We could run a live blog, follow some drafts, provide match reports and post pictures of the coolest board states… all shot through with a healthy dose of humour and fun, the essential ingredients of any cube experience.
I pitched the idea to some friends, who made positive noises. That was all the encouragement I needed.
A few weeks later, we had recruited a pod of lunatics to start cracking packs at ‘Love Towers’ (AKA James’ place) on the morning of 5 July. The team agreed to draft long, draft true and go all out to provide entertaining coverage throughout the event, in return for which we hope you’ll chip in a few quid to support our Charity Partner, Children 1st.
With an event in place, all that remained was to launch it to the community – and hope that it caught their collective imagination.
An incredible response
Quite honestly, we weren’t ready for how wholeheartedly the MTG community would get behind us.
Putting together the social media content for this event has been buckets of fun.
Right now, on the Cube24 website, you can read profiles of all the players; mock draft our Cubes on Cube Tutor; and even take part in a huge, hive-mind-powered cube draft arranged by the indefatigable Paul McLachlan, who is drafting the other seven decks in a full pod against a community team which votes on every pick.
We set ourselves a fundraising goal of £500, more in hope than in expectation. Now, with almost a week to go before the event even starts, we’ve already hit that target.
How high can we go to help young people in the toughest circumstances – and why should you chip in?
Why should I donate?
As I wrote at the outset, playing cards is fun, folks – and we know just how much it means to get that little ray of sunlight in our own lives.
Now imagine you lived with the shadow of addiction, or violence hanging over your family; or you were facing an uncertain future in care; or you were a young, lone parent, with no family to turn to and in desperate need of help.
Every pound you give helps to bring some of that same respite and sunlight you enjoy into the life of a young person, who has it much harder than most of us.
- £20 can pay for a volunteer befriender, to take a child out to have fun and get a break from their difficult life.
- £35 can pay for a therapeutic support session, to help a child recover from traumatic experiences.
- £50 can pay for a home visit to a young parent who is isolated and struggling, to offer them support and practical advice.
- £100 can pay for a young carer, looking after a vulnerable family member, to attend 5 sessions which will help them develop skills and resilience to cope with their difficult situation.
- £300 can pay for a 17-week programme to help a child with behavioural problems.
On top of these amazing reasons to spare a few quid, you can even boost the entertainment value of the event by setting Cube Challenges for our pod.
The concept is simple:
- If you donate £5, you can pick a drafter and choose a colour that they have to force in one draft.
- If you donate £10, you can pick a drafter and choose an archetype that they have to force in one draft.
- If you donate £15, you can pick a drafter and choose a much harder challenge for them of your own devising.
What would be a harder challenge? Well, that’s really up to you, but here are some gleefully malicious examples:
“Paul must win every game by milling, but cannot draft any blue cards.”
“Linsay’s deck may only run one creature”
“Alan is forbidden to block creatures with 1 power”
If you’re one of the brilliant people who already helped us hit £500, feel good about yourself. If you want to join those people, click the button below and let’s see just how many kids we can make a difference to.
Let the games begin
On Saturday, at 8am, drafters will pick up their first packs at Cube24 – and shortly after that, our coverage will start on our website. I hope you’ll join us for 24 hours of shocking first picks, crazy challenges and hilarious board states – plus the chance to watch me and the rest of the pod deteriorate into gibbering wrecks by the final whistle.
All that remains is to thank Manaleak.com, who have kindly donated the fee for this article to the event – you guys are fantastic.
The Countdown is on, planeswalkers. I can’t wait.

══════════════════════════════

PROBLEMS TO WORK ON:
**1.** Shorten the paragraph of the Cube24 post that begins "A few weeks later, we had recruited," keeping its main facts.
**2.** Translate this sentence from the Cube24 post into Spanish: "Every pound you give helps to bring some of that same respite and sunlight you enjoy into the life of a young person, who has it much harder than most of us."
**3.** In the Cube24 post, what can a £35 donation pay for?
The rows are separate material, unrelated to the Cube24 post.

GIVEN ENTRIES:
══════════════════════════════

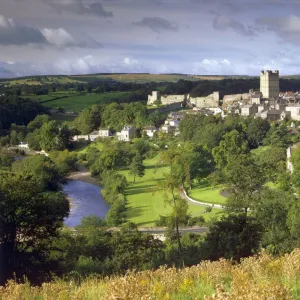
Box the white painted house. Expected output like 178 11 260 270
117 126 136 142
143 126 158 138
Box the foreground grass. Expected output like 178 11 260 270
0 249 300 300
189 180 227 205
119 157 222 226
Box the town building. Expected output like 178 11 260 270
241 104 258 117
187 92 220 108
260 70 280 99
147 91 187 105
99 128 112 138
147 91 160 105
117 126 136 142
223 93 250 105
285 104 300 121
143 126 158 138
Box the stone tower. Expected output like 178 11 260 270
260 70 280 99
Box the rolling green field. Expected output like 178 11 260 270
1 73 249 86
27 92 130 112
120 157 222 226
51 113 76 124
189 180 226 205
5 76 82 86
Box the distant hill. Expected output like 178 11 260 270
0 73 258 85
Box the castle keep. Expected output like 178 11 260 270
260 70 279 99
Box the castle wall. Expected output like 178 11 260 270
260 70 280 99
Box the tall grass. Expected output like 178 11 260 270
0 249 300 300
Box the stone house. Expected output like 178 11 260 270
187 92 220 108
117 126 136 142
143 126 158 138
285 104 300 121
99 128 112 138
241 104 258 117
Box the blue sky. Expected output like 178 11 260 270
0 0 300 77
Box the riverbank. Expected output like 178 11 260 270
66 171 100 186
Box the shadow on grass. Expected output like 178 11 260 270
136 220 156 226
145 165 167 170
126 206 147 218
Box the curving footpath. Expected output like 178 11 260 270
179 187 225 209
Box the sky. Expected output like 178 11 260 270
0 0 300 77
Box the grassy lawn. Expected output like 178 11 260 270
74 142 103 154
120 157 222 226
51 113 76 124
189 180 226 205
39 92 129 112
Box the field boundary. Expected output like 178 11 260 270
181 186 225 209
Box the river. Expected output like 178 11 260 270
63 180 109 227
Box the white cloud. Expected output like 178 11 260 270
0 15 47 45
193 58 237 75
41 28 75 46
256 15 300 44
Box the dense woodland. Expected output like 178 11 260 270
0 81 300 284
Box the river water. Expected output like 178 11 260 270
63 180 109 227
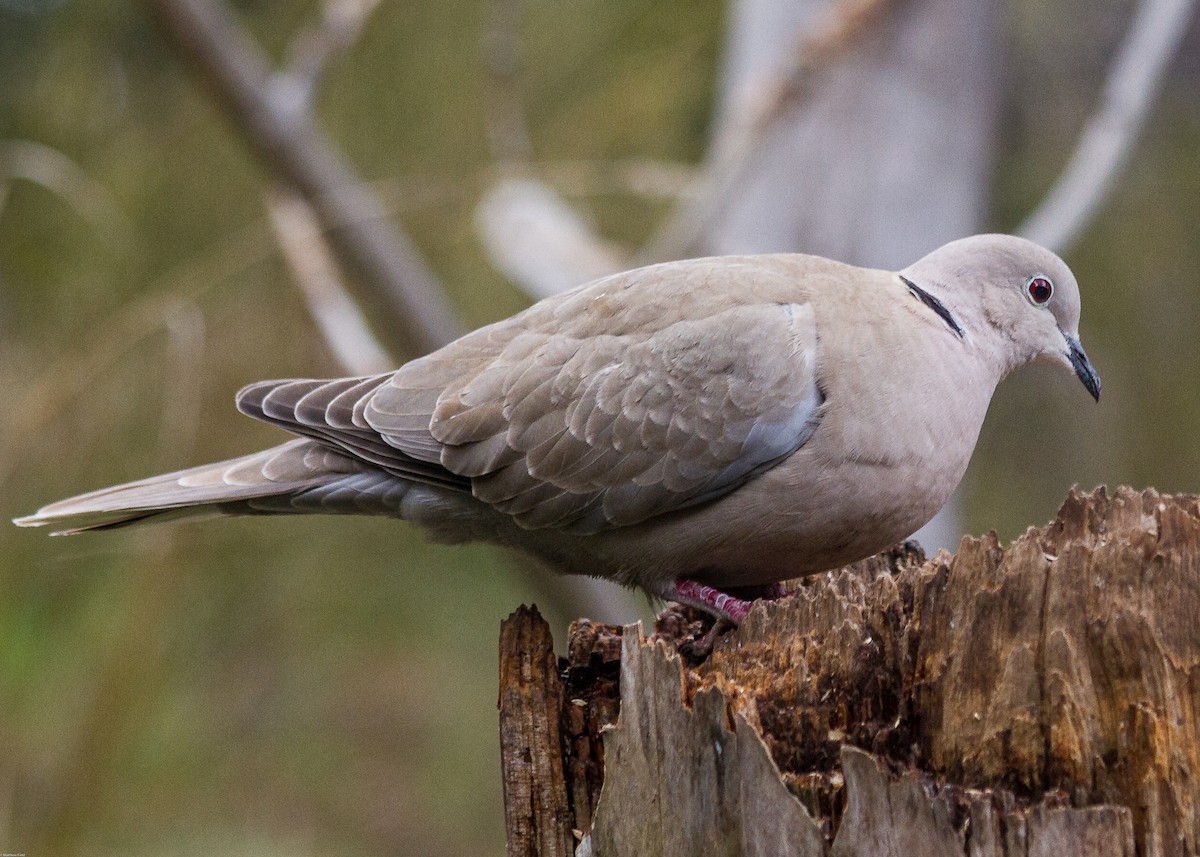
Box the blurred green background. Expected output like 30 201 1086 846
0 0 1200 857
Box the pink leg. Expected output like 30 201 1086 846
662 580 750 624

══════════════════════════════

ANSWERS FOR THE TASKS:
**1.** A group of players was recruited to draft at James' place, known as 'Love Towers', on the morning of 5 July. The team agreed to draft hard and provide entertaining coverage throughout the event. In return, the organizers hope readers will donate to the Charity Partner, Children 1st.

**2.** Cada libra que donas ayuda a llevar algo de ese mismo respiro y esa luz que tú disfrutas a la vida de una persona joven, que lo tiene mucho más difícil que la mayoría de nosotros.

**3.** It can pay for a therapeutic support session to help a child recover from traumatic experiences.